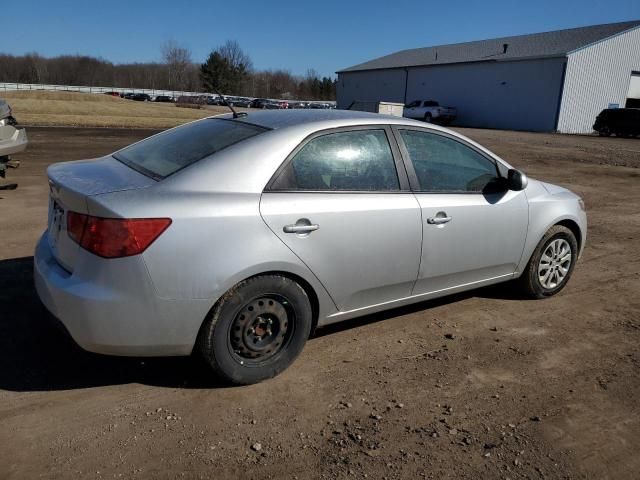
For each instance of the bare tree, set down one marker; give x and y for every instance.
(237, 58)
(178, 61)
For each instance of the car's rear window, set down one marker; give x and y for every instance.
(164, 154)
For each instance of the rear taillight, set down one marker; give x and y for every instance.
(114, 237)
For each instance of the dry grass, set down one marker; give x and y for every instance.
(72, 109)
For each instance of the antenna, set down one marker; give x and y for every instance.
(235, 114)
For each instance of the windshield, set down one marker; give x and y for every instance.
(164, 154)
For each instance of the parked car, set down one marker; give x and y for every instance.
(623, 122)
(263, 103)
(430, 111)
(240, 102)
(235, 237)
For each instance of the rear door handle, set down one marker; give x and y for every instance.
(300, 228)
(439, 220)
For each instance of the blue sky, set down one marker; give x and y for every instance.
(294, 35)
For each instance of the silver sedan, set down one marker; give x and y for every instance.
(235, 236)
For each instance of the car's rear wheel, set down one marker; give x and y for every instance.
(257, 329)
(551, 264)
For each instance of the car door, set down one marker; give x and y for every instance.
(341, 204)
(474, 229)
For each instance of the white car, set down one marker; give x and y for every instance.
(429, 111)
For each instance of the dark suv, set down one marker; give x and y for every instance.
(623, 122)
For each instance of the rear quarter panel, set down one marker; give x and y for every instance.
(215, 241)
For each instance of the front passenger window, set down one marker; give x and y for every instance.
(443, 164)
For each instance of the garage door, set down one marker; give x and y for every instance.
(633, 96)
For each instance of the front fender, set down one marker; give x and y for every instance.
(546, 210)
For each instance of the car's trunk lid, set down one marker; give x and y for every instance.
(71, 185)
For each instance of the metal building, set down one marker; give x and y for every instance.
(552, 81)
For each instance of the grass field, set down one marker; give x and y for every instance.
(71, 109)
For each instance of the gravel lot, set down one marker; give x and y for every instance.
(524, 389)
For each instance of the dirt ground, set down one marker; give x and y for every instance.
(524, 389)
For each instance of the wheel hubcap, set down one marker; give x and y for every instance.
(260, 329)
(555, 263)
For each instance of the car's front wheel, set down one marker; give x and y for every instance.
(551, 264)
(256, 329)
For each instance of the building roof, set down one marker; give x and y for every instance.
(536, 45)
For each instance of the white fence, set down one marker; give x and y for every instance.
(12, 87)
(6, 87)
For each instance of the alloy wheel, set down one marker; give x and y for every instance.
(555, 263)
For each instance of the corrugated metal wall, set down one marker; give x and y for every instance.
(597, 76)
(517, 95)
(372, 86)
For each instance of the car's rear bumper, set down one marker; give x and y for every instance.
(111, 307)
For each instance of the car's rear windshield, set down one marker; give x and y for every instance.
(166, 153)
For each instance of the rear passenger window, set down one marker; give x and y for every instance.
(359, 160)
(443, 164)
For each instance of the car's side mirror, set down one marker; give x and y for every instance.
(516, 180)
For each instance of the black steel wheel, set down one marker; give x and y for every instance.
(262, 328)
(256, 329)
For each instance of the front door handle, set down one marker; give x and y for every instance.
(439, 219)
(301, 226)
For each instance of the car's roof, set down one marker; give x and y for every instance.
(281, 119)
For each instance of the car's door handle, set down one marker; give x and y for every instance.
(437, 220)
(300, 228)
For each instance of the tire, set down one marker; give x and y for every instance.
(531, 283)
(257, 329)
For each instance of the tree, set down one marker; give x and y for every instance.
(226, 69)
(178, 61)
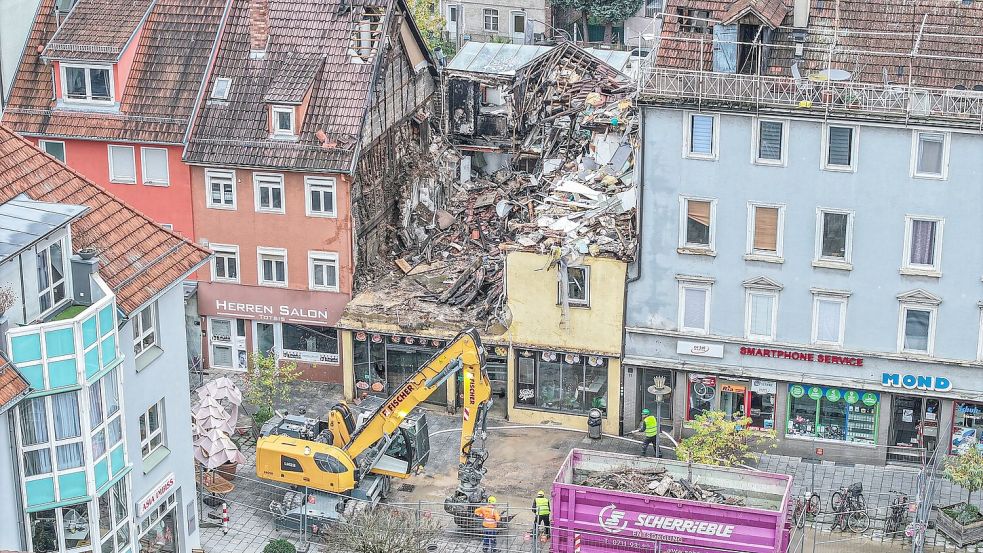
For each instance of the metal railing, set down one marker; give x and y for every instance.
(962, 108)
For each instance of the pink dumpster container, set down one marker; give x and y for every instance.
(593, 520)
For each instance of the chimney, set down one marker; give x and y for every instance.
(259, 28)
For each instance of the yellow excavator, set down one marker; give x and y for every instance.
(352, 460)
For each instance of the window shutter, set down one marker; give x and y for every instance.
(702, 134)
(770, 140)
(766, 229)
(840, 146)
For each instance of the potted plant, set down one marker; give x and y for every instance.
(962, 521)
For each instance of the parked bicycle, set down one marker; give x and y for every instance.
(850, 509)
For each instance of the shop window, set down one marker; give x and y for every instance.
(833, 414)
(570, 382)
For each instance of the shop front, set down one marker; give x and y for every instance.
(296, 325)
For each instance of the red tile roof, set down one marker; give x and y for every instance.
(168, 67)
(140, 259)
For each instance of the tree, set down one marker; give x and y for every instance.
(268, 382)
(720, 440)
(602, 12)
(383, 530)
(966, 471)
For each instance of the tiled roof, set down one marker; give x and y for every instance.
------
- [PROBLEM STATEMENT]: Without the pictures, transcribe the listing above exactly.

- [RESPONSE TO THIS TASK]:
For each instance of the bare tree, set down one marker; give x and y for every instance.
(237, 58)
(178, 61)
For each instance of the car's rear window, set down one marker; give x and y for every instance.
(164, 154)
For each instance of the rear taillight, set down one marker; give x and y for every instance.
(114, 237)
For each instance of the dry grass, set down one marker; give x and y for every instance.
(72, 109)
For each instance of the antenna, set down one marker; give x and y for every instance.
(235, 114)
For each instance of the windshield, set down one marker; give x and y for every instance.
(164, 154)
For each instance of the parked car, set down one marker; give x and y for every instance.
(623, 122)
(263, 103)
(430, 111)
(240, 102)
(235, 237)
For each instance of the rear door handle, set down one marker; give x and y for every instance.
(300, 228)
(439, 220)
For each instance of the blue sky, set down one marker; give x and y for every instance.
(294, 35)
For each instance of the silver sedan, set down one marker; give x and y for every instance.
(235, 236)
For each instance of the car's rear wheel, set down one marker; give x and y for every instance.
(257, 329)
(551, 264)
For each instance of the car door, set down one marker; give x and y for every instance.
(341, 204)
(474, 229)
For each instance of the white car, set down one marker; give x and y for every instance.
(429, 111)
For each instance of the dark suv, set down one marker; give x and y for every instance.
(623, 122)
For each instance of the rear quarter panel, set down one marker; give x and y for every instance.
(215, 241)
For each instance of the front passenger window, set down one marker; give x and y for every instance.
(443, 164)
For each instance of the garage door, set down one marker; give x and y for every instance.
(633, 96)
For each instance of the front fender, set down one marker; give x and y for every instance.
(546, 210)
For each instance of the car's trunk lid, set down one marker; give x and y for every instance.
(71, 185)
For each instance of the metal building, set down one marker; give x and y for every instance.
(552, 81)
For each instance of the grass field, set down one marker; give x and y for every instance.
(71, 109)
For each instance of the gravel lot, set down one marker; give x and y for every instance.
(524, 389)
For each instance of the dirt ground, set down one marker; give x and y for every instance.
(524, 389)
For each instance of the wheel hubcap, set down one marker; give x and y for every instance.
(260, 329)
(555, 263)
For each instance of the car's front wheel, set down one marker; give x and y for every instance.
(551, 264)
(256, 329)
For each instance of the building roof, set down one marker; give x and y for every instance.
(536, 45)
For each instance of the white fence, set down one marker; give x and y for every instance.
(12, 87)
(6, 87)
For each instance of the alloy wheel, set down one marker; give x and y for every instance.
(555, 263)
For each instance of the corrugated metal wall, set down one marker; give x and y for every instance.
(597, 76)
(517, 95)
(372, 86)
For each instance of the car's rear bumper, set down one marker; give x and y for every instance.
(111, 307)
For each instance of the car's rear windshield, set down one marker; give x and y for every instance.
(166, 153)
For each instance of the rear passenger window, set down one marker; give x and y for every instance.
(359, 160)
(443, 164)
For each instance of the car's side mirror, set down one marker; give x and y for every instance.
(516, 180)
For each instance of the black steel wheel, set down one marker; give x and y for every instance.
(262, 328)
(256, 329)
For each instance of the front door handle, set down one marker; give x and y for every instance.
(439, 219)
(301, 226)
For each instance of the car's roof, set down one marker; give x and y for every instance.
(281, 119)
For each instance of the car's door handle, set down one marker; give x and y for every instance.
(437, 220)
(300, 228)
For each instance of the tire, set down one marker; give x and y for every instance.
(531, 283)
(257, 329)
For each instance of the tree, set down one marker; give x and y for every instance.
(226, 69)
(178, 61)
For each instance of the metal railing, set down one marker; give x and y for every instance.
(962, 108)
For each instance of the pink dumpster container, set down one marker; give x and y for every instance.
(593, 520)
For each instance of the chimney, set down one marker; give x and y for every instance.
(259, 28)
For each instance of the yellow excavator, set down one marker; give x and y for every instance.
(352, 460)
For each instance of the window shutter, set down one marker; give x and y for every instance.
(702, 134)
(770, 140)
(766, 229)
(840, 146)
For each instance of the potted plant, set down one marker; give x and y for every instance.
(962, 521)
For each instance of the parked bicycle, set down one marker; give x and y for every instance.
(850, 509)
For each instance of the shop window, set down one marker; give x and y for every instance.
(833, 414)
(570, 382)
For each instance of the shop front, set down one marker; give x and y for every instance.
(296, 325)
For each instance of the red tile roof, set down one marker; give x and y for every instance.
(168, 67)
(140, 259)
For each instance of the tree, set down one marker; give x and y for every instance.
(268, 382)
(720, 440)
(602, 12)
(383, 530)
(966, 471)
For each instance of the tiled roof, set down one marker; give x and y for every instance.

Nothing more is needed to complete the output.